Task details
Would you print all of the entries exactly, please, but without their pictures?

Available data

----

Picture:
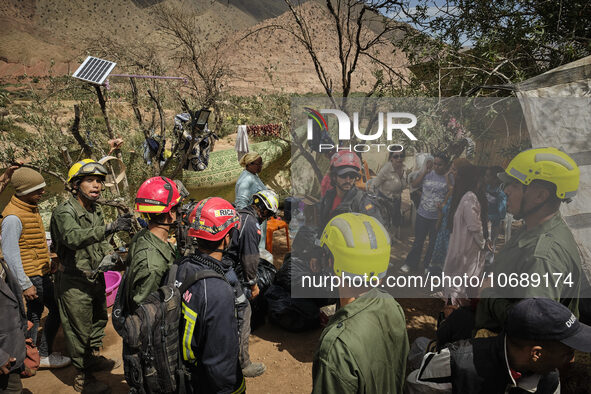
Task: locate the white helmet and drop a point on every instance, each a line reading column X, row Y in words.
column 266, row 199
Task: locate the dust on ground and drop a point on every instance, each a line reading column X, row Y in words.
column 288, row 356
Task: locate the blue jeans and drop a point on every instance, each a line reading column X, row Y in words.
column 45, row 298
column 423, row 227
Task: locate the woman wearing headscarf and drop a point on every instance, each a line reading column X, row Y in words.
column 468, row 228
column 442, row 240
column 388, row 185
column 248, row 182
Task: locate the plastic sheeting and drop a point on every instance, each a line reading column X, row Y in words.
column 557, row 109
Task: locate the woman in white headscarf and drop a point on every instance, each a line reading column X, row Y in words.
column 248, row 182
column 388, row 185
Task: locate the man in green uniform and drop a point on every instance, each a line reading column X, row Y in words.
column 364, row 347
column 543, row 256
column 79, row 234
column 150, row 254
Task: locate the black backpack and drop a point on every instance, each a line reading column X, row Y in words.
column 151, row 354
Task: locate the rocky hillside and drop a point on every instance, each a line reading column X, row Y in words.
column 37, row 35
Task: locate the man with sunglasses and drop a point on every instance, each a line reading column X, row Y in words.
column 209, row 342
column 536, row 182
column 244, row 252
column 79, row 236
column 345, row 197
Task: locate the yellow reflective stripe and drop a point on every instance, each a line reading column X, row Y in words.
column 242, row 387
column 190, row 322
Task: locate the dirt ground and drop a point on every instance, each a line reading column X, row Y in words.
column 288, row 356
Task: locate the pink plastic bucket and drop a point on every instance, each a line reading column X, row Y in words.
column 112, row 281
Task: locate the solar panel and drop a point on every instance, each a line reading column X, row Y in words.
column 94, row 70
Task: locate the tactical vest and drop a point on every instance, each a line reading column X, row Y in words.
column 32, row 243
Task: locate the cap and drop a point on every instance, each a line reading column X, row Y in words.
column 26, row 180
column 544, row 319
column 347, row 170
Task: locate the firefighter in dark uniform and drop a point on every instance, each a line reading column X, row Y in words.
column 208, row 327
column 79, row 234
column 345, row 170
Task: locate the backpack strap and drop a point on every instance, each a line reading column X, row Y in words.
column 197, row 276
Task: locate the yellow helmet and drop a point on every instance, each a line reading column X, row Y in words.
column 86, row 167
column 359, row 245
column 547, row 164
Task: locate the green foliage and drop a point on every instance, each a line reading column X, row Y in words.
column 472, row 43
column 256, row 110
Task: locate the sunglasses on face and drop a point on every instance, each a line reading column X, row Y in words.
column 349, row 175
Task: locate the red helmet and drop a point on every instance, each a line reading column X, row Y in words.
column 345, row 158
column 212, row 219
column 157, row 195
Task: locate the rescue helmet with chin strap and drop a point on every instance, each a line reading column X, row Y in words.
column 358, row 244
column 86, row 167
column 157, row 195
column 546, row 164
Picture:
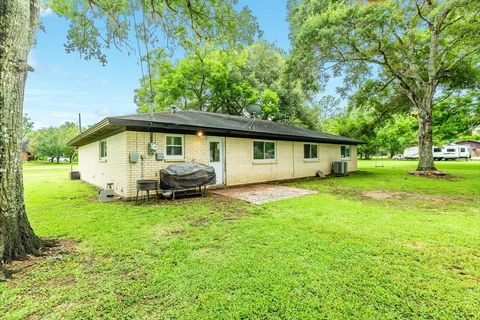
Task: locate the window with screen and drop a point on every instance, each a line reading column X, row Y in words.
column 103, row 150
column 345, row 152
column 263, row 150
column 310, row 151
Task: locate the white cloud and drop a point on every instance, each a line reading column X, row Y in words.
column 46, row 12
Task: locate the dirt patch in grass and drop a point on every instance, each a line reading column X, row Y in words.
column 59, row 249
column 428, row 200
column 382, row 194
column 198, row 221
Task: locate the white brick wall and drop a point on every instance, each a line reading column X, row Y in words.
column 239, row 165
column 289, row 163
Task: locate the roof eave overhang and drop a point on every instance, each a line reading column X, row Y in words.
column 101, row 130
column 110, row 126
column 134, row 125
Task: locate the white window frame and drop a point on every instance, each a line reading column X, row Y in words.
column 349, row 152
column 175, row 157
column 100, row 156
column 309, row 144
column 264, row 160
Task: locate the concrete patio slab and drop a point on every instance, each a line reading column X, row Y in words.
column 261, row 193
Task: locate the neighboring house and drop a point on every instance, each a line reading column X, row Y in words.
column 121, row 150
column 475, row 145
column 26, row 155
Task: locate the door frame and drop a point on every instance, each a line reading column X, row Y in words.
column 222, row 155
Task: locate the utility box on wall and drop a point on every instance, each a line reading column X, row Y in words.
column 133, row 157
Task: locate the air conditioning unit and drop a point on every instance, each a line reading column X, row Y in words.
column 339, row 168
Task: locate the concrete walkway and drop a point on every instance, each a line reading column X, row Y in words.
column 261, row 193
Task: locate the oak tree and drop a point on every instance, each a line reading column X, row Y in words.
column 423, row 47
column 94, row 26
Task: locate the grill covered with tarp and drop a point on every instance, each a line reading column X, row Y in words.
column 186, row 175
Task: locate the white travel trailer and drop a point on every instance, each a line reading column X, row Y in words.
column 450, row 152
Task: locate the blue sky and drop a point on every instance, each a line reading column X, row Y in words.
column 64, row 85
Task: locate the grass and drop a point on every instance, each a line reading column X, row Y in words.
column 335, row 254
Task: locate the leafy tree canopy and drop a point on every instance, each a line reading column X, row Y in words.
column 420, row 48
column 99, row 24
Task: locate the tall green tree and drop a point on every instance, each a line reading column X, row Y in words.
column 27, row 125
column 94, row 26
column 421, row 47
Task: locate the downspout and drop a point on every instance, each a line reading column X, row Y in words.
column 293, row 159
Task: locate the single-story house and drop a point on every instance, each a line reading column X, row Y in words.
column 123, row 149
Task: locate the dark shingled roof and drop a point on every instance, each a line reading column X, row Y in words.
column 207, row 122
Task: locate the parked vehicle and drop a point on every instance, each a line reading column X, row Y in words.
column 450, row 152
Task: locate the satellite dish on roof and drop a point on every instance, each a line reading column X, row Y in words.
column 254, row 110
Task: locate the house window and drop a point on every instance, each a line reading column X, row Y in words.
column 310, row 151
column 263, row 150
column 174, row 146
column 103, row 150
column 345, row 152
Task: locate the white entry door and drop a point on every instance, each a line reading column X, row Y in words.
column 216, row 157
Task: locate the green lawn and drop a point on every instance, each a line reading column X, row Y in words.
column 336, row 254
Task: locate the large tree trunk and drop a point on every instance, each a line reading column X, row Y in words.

----

Worked solution
Picture:
Task: locate the white helmet and drop a point on every instance, each a line reading column X, row Y in words.
column 266, row 199
Task: locate the dust on ground and drop a point on every instance, each a line reading column X, row Y in words.
column 288, row 356
Task: locate the blue jeans and drop a point on every instance, each a line reading column X, row Y in words.
column 45, row 298
column 423, row 227
Task: locate the woman wearing headscarf and drop a point on every instance, each a line reading column X, row Y in words.
column 468, row 228
column 442, row 240
column 388, row 185
column 248, row 182
Task: locate the plastic sheeting and drop a point on every instance, each a line reading column X, row Y in words.
column 557, row 109
Task: locate the woman in white headscarf and drop a point on every instance, each a line reading column X, row Y in words.
column 248, row 182
column 388, row 185
Task: locate the man in green uniform and drop a point on every instance, each a line reading column X, row Y in words.
column 364, row 347
column 543, row 256
column 79, row 234
column 150, row 254
Task: locate the black backpack and drop a point on every instance, each a line reading column X, row Y in words.
column 151, row 354
Task: locate the rocky hillside and drop a point on every instance, each a line reading column X, row Y in words.
column 37, row 35
Task: locate the man with sunglasses and drop a point on every instance, each a line reading column X, row Y in words.
column 209, row 342
column 536, row 182
column 244, row 252
column 79, row 236
column 345, row 197
Task: locate the yellow reflective stripe and drop a point on every instance, each a line reading column X, row Y in words.
column 242, row 387
column 190, row 322
Task: locate the dirt ground and drop a point on every instance, each a line reading column X, row Y in words.
column 288, row 356
Task: locate the pink plastic bucket and drop a point on every instance, each a line reading column X, row Y in words.
column 112, row 281
Task: locate the solar panel and drop a point on every instance, each a line reading column X, row Y in words.
column 94, row 70
Task: locate the tactical vest and drop a point on every instance, each a line reading column X, row Y in words.
column 32, row 243
Task: locate the cap and drop a point on every instance, each a line reading column X, row Y in words.
column 26, row 180
column 544, row 319
column 347, row 170
Task: locate the firefighter in dark uniform and drop a point on every instance, each a line reading column X, row Y in words.
column 208, row 327
column 79, row 234
column 345, row 170
Task: locate the backpack strap and drop a point on every instance, each a line reading column X, row Y in words.
column 197, row 276
Task: locate the yellow helmet and drop a point on every instance, each a line reading column X, row Y in words.
column 86, row 167
column 359, row 245
column 547, row 164
Task: locate the green foliage and drop a point on every instance, each a line reading column X, row Y in words.
column 472, row 43
column 256, row 110
Task: locate the sunglasses on face and drop a point on every instance, each a line reading column X, row Y in words.
column 349, row 175
Task: locate the red helmet and drop a point on every instance, each a line reading column X, row Y in words.
column 345, row 158
column 212, row 219
column 157, row 195
Task: locate the rescue helmet with chin strap and drop a point on every instance, each a line reading column X, row Y in words.
column 358, row 244
column 86, row 167
column 157, row 195
column 546, row 164
Picture:
Task: locate the window with screen and drop a point on every instance, each a line reading column X, row Y in words.
column 103, row 150
column 345, row 152
column 263, row 150
column 310, row 151
Task: locate the white cloud and drop a point on every instance, each a line reading column X, row Y in words.
column 46, row 12
Task: locate the dirt patch in grass and drop a point on every instance, each a line reading column X, row Y in words.
column 59, row 249
column 428, row 200
column 382, row 194
column 198, row 221
Task: locate the white brick wall and drop a point on every instance, each a line reading column X, row Y in words.
column 239, row 165
column 289, row 163
Task: locate the roof eave overhang and drop a point on every instance, each a line reading column X, row Y in words.
column 101, row 130
column 110, row 126
column 134, row 125
Task: locate the white window frame and drop a point on every instance, each a line reading column X, row Y in words.
column 349, row 152
column 175, row 157
column 100, row 156
column 309, row 144
column 264, row 160
Task: locate the concrete patio slab and drop a point on every instance, each a line reading column X, row Y in words.
column 261, row 193
Task: locate the neighboring house and drop a point on every instance, each a line reading column X, row Y in words.
column 121, row 150
column 475, row 145
column 26, row 155
Task: locate the door frame and drop a point on every instance, each a line reading column X, row Y in words.
column 222, row 155
Task: locate the utility box on wall and drop a point on every instance, each a line reading column X, row Y in words.
column 133, row 157
Task: locate the air conditioning unit and drop a point on every instance, each a line reading column X, row Y in words.
column 339, row 168
Task: locate the concrete walkway and drop a point on every instance, each a line reading column X, row Y in words.
column 261, row 193
Task: locate the oak tree and drop a point on every instance, each a line reading column X, row Y in words.
column 423, row 47
column 94, row 26
Task: locate the grill covered with tarp and drop a point on every instance, each a line reading column X, row Y in words.
column 186, row 175
Task: locate the white travel trailer and drop a point on every instance, each a line reading column X, row Y in words.
column 450, row 152
Task: locate the blue sky and drop a point on every instance, each a line reading column X, row Y in words.
column 64, row 85
Task: locate the grass and drop a point on every instance, each a line reading column X, row Y in words.
column 335, row 254
Task: locate the leafy tree canopy and drop a point on every instance, each a line reading column X, row Y in words.
column 420, row 48
column 99, row 24
Task: locate the tall green tree and drop a point on every instance, each a line reading column X, row Y in words.
column 27, row 125
column 94, row 26
column 421, row 47
Task: locate the downspout and drop a point on every instance, each a line reading column X, row Y in words.
column 293, row 159
Task: locate the single-story house and drop a point on every instance, each a line reading column X, row Y in words.
column 123, row 149
Task: locate the dark shingled roof and drop a point on every instance, each a line reading column X, row Y in words.
column 207, row 122
Task: locate the parked vehicle and drop a point on every instance, each a line reading column X, row Y in words.
column 450, row 152
Task: locate the satellite dish on roof and drop a point on every instance, each a line reading column X, row Y in words.
column 254, row 110
Task: locate the house window and drop a point on every instance, each a line reading column X, row Y in words.
column 310, row 151
column 263, row 150
column 174, row 146
column 103, row 150
column 345, row 152
Task: locate the white entry door and drop a point on every instance, each a line reading column X, row Y in words.
column 216, row 157
Task: locate the green lawn and drop a point on every instance, each a line reading column X, row Y in words.
column 336, row 254
Task: locate the large tree trunk and drop a point on every instance, each a line reading column X, row Y in words.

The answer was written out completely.